Each entry that follows must be output without any deviation.

A run of records
start

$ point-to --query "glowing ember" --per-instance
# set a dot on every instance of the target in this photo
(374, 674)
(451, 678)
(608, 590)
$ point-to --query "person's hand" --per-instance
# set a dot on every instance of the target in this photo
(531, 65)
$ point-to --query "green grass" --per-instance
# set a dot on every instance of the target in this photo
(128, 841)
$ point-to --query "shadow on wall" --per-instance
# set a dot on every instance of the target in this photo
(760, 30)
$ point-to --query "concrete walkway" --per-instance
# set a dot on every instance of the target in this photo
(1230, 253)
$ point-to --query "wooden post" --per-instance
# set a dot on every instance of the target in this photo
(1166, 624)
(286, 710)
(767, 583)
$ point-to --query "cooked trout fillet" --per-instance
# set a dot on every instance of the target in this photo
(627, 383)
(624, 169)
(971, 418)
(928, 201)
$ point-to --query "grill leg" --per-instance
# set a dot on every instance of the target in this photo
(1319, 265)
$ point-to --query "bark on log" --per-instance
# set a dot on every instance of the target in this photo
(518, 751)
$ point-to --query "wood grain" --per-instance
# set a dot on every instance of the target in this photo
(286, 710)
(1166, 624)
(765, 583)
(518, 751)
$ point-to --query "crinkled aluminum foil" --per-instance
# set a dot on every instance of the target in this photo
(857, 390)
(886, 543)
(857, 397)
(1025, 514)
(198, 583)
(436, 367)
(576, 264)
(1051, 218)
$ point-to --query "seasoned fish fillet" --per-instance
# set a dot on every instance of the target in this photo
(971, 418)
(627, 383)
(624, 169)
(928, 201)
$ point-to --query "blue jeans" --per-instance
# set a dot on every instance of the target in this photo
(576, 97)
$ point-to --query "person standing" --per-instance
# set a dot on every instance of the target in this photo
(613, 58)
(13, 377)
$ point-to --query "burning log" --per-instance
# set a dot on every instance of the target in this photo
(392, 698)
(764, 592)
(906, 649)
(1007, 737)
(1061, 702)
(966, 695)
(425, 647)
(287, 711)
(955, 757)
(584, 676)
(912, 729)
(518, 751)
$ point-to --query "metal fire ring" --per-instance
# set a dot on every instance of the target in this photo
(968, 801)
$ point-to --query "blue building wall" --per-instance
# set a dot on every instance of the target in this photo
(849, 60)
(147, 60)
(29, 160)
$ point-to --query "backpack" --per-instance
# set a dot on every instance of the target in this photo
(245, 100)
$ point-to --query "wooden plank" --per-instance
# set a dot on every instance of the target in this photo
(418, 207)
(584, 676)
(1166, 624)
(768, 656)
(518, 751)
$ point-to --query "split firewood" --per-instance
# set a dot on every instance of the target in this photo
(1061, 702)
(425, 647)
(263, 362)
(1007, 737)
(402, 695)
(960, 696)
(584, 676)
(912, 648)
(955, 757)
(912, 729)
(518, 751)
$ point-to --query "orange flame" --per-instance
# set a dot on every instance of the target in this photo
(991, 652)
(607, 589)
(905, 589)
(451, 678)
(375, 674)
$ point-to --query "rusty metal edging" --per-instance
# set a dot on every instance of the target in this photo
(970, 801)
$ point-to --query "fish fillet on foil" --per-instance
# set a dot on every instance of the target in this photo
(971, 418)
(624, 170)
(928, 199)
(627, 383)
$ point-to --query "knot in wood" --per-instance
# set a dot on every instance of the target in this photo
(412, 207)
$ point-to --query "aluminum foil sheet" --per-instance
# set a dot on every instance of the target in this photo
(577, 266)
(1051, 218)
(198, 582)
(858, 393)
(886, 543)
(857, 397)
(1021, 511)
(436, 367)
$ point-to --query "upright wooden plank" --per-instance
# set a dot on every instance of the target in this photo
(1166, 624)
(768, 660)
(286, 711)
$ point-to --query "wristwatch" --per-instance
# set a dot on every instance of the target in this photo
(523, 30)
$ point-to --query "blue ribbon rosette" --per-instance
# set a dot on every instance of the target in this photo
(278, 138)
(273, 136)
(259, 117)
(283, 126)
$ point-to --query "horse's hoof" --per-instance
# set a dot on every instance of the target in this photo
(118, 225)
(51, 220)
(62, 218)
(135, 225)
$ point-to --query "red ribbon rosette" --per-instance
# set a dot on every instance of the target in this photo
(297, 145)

end

RESPONSE:
$ point-to --query "glowing ember" --per-instance
# set a dot on every instance of the target in this photo
(374, 674)
(451, 678)
(608, 590)
$ point-to --query "person's hand" --per-instance
# set a dot on every instance of the target in this photo
(531, 65)
$ point-to --query "green grass" --per-instance
# set a dot on every instance of the target in this photo
(128, 841)
$ point-to --query "shadow on wall" --per-instance
# set a dot on every instance of the target in this photo
(760, 30)
$ point-to --query "concrete walkway" --per-instance
# set a dot on every instance of the target in this photo
(1230, 253)
$ point-to --query "wooden post" --per-instance
# set a dot on every instance of the target in this photo
(1166, 624)
(286, 710)
(767, 583)
$ point-to --query "cooked trout fillet" --per-instance
# set a dot on every instance of the target in this photo
(627, 383)
(624, 169)
(971, 418)
(928, 201)
$ point-to --query "grill leg" --per-instance
# set a dot on every instance of the target in this photo
(1319, 265)
$ point-to --query "bark on log" --per-instance
# set a dot on every instance of the target in this photo
(518, 751)
$ point-to --query "wood grain" --per-instance
# set a dot on every instance of the target in this photo
(286, 710)
(1166, 624)
(765, 583)
(518, 751)
$ point-to --query "crinkled aluminum foil" --per-instance
# set a dot on every instance of the target in this photo
(857, 390)
(886, 543)
(857, 397)
(1025, 514)
(198, 583)
(436, 367)
(576, 264)
(1051, 218)
$ point-to --query "seasoned fish fillet" --per-instance
# set a dot on every instance of the target in this photo
(971, 418)
(627, 383)
(624, 169)
(928, 201)
$ point-to --query "blue jeans" --per-instance
# set a dot on every instance of the target in this photo
(576, 97)
$ point-to --query "person standing" --per-instance
# set a dot on every instance of the target in this photo
(613, 58)
(13, 377)
$ point-to --query "burning log" --per-instance
# set a dot on every instance of the target in this photo
(392, 698)
(764, 592)
(906, 649)
(1007, 737)
(1061, 702)
(966, 695)
(425, 647)
(287, 711)
(955, 757)
(584, 676)
(912, 729)
(518, 751)
$ point-to --query "metal fire ring" --per-instance
# set a dot on every instance of the target in this photo
(968, 801)
$ point-to --query "blue building wall" --per-instance
# set a dot on every instance of the target in this photo
(849, 60)
(147, 60)
(29, 160)
$ point-to --query "backpack" --per-instance
# set a dot on every instance of the target in this photo
(245, 100)
$ point-to --query "wooden plank" --per-instance
# set a dot on every instance of the target in this photo
(418, 207)
(584, 676)
(1166, 624)
(768, 656)
(518, 751)
$ point-to --query "split firewood" --per-instance
# set a dot on every instance of the target in this photo
(1061, 702)
(425, 647)
(263, 362)
(1007, 737)
(402, 695)
(960, 696)
(584, 676)
(912, 648)
(955, 757)
(912, 729)
(518, 751)
$ point-to --query "orange flame" --per-instance
# set a dot on every instance of the target in this photo
(991, 652)
(607, 589)
(905, 589)
(451, 678)
(375, 674)
$ point-to --query "rusty metal edging" --per-instance
# set a dot on every instance of the target in this photo
(970, 801)
$ point-to --query "fish fillet on foil" --per-instance
# set a dot on every instance of the target in this photo
(971, 418)
(624, 170)
(928, 199)
(627, 383)
$ point-to --query "knot in wood" --per-instance
# set a dot on every instance of the target in this photo
(412, 207)
$ point-to --query "aluminum foil sheet" --per-instance
# set a dot on every instance of the target in this photo
(577, 266)
(1051, 218)
(198, 582)
(858, 393)
(886, 543)
(857, 397)
(1021, 511)
(436, 367)
$ point-to --query "upright wooden plank" --per-instance
# set a dot on every instance of the target in this photo
(1166, 624)
(768, 660)
(286, 711)
$ point-to --query "wristwatch" --per-instance
# set a dot on every instance of the target in this photo
(523, 30)
$ point-to --query "blue ribbon rosette" --per-instance
# set a dot on every instance of the target in this photo
(278, 138)
(273, 136)
(259, 117)
(283, 126)
$ point-to --query "horse's hoof" --per-instance
# set a dot on every instance of the target in this photo
(118, 225)
(51, 220)
(62, 218)
(135, 225)
$ point-to --query "red ribbon rosette" --per-instance
# set a dot on every instance of the target in this photo
(297, 145)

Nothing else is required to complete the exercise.